----- Selected passage -----

Sunday, 30 August 2015

The Scold's Bridle by Minette Walters

The mark of a good yarn is surely when dust starts to accumulate on the furniture and the dishes start to pile up by the sink. I have just finished reading a whodunnit which had this effect upon me.

The Scold's Bridle by Minette Walters is a murder mystery in which the elderly victim is found naked in her bath, an apparent suicide, wearing a scold's bridle that has been festooned with nettles and daisies. The protagonist in this tale is Sarah, the young and naive village doctor, who at one point has the finger of suspicion pointed in her direction. The book is well written and well characterised, liberally sprinkled with Shakespearean references and quotes. My only criticism is that the physical pain inflicted on people who were forced to wear the particular instrument of punishment featured in the book seemed to be overlooked (though I suppose that drawing attention to this may have turned the book into a horror story, and I wouldn't have carried on reading) .

The Scold's Bridle won the Crime Writers' Association Gold Dagger in 1994. Ms. Walters donated the prize money to the establishment of a library project in Zimbabwe. Her publisher donated a similar amount and together they were able to open several bush libraries and stock them with books for children, written in local dialects.

Wikimedia Commons Licence. A scold's bridle aka brank

Minette Walters is an award winning crime writer who since 1992 has published a dozen internationally best selling psychological suspense novels. Several, including  The Scold's Bridle, were translated into disturbing television dramas. Find out more on her website -

Minette Walters


Sunday, 23 August 2015

Britain's Favourite Poems

Running my fingers across my bookshelves I came across a copy of The Nation's Favourite Poems (1996), a publication that was the outcome of a poll conducted by the BBC programme The Bookworm in 1995 to coincide with National Poetry Day. If by Rudyard Kipling was the winner of the poll, gaining twice as many votes as the runner up - to the consternation of critics in some newspapers. However, that is not the subject of this blog.

Griff Rhys Jones writes in the foreward to The Nation's Favourite Poems of an extraordinary occurance that was outside the scope of the competition but coincided with it. It interests me because it centres on a poem that I recently read at the funeral of my father. I found the poem by chance when looking for a suitable eulogy and at the time was unaware of the story behind it. The poem -  'Do not Stand at my Grave and Weep' - was left in an envelope addressed by a soldier on active service in Northern Ireland. It was addressed to his parents and was to be opened in the event of his death. At first it was thought that the soldier himself had written by the poem, but this was not the case. Various claims were made for it but the author remained an unsolved mystery for a while. The poem was eventually attributed to Mary Elizabeth Frye, an American housewife and florist who wrote it in 1932. She never claimed copyright for her poetry, hence the difficulty in establishing authorship of Do Not Stand At My Grave And Weep.

----- Data section -----

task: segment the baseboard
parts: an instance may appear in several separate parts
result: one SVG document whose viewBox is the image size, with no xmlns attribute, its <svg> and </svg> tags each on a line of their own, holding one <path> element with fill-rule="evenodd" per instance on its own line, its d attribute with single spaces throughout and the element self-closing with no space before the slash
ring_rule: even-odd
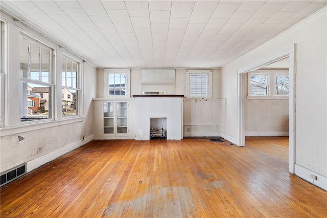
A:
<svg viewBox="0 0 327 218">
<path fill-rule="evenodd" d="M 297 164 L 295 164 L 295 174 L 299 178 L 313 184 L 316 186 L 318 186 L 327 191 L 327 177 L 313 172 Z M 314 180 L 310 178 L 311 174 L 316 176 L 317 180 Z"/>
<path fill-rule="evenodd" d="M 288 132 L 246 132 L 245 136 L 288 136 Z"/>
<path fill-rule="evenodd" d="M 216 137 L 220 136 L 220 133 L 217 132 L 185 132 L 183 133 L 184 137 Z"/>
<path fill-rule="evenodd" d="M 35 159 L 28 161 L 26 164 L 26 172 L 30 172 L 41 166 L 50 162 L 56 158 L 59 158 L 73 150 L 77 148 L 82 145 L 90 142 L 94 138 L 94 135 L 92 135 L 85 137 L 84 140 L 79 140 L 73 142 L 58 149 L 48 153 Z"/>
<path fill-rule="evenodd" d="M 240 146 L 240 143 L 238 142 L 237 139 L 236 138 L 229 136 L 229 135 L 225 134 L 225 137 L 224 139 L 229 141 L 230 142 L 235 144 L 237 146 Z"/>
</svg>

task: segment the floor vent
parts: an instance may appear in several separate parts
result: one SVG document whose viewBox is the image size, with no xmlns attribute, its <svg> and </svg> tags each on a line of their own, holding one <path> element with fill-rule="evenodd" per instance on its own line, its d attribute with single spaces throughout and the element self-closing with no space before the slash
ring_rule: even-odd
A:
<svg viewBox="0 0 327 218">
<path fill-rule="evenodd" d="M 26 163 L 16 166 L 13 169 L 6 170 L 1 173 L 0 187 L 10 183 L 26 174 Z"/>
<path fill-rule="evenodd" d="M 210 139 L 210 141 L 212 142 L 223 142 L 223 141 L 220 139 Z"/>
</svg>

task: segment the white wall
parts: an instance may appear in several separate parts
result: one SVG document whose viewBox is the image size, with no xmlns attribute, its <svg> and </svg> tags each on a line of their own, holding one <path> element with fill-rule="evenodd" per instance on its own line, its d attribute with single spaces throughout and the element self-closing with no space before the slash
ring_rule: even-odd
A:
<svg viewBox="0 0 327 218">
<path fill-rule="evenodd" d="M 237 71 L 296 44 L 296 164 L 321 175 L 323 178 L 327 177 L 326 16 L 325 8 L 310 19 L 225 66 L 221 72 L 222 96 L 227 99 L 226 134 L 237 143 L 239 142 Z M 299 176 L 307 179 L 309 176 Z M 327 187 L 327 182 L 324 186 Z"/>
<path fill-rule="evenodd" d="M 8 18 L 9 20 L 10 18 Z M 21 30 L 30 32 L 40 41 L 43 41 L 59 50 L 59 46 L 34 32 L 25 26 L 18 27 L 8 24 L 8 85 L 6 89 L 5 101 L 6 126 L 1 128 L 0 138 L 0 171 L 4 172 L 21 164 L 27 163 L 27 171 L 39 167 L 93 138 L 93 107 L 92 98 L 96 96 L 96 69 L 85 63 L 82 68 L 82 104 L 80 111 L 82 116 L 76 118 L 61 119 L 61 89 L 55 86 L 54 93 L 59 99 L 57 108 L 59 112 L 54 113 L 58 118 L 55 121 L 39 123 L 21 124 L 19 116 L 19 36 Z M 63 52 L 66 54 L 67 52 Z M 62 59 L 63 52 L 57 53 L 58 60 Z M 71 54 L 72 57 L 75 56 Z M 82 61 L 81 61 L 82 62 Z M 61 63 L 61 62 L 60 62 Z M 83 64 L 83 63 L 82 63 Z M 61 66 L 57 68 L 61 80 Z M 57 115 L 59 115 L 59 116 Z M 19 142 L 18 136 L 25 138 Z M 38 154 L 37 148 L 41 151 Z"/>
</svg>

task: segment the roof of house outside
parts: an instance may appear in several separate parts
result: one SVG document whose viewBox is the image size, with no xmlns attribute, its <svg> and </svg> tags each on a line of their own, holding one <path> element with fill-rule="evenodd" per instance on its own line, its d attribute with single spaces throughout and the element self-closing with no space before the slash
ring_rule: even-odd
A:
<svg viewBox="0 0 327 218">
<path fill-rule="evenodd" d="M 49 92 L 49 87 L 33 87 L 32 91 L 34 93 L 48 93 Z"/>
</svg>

-----

### Exercise
Reproduce the book blog from "The mark of" to "effect upon me.", substituting "detective novel" for "whodunnit" throughout.

### Result of the exercise
The mark of a good yarn is surely when dust starts to accumulate on the furniture and the dishes start to pile up by the sink. I have just finished reading a detective novel which had this effect upon me.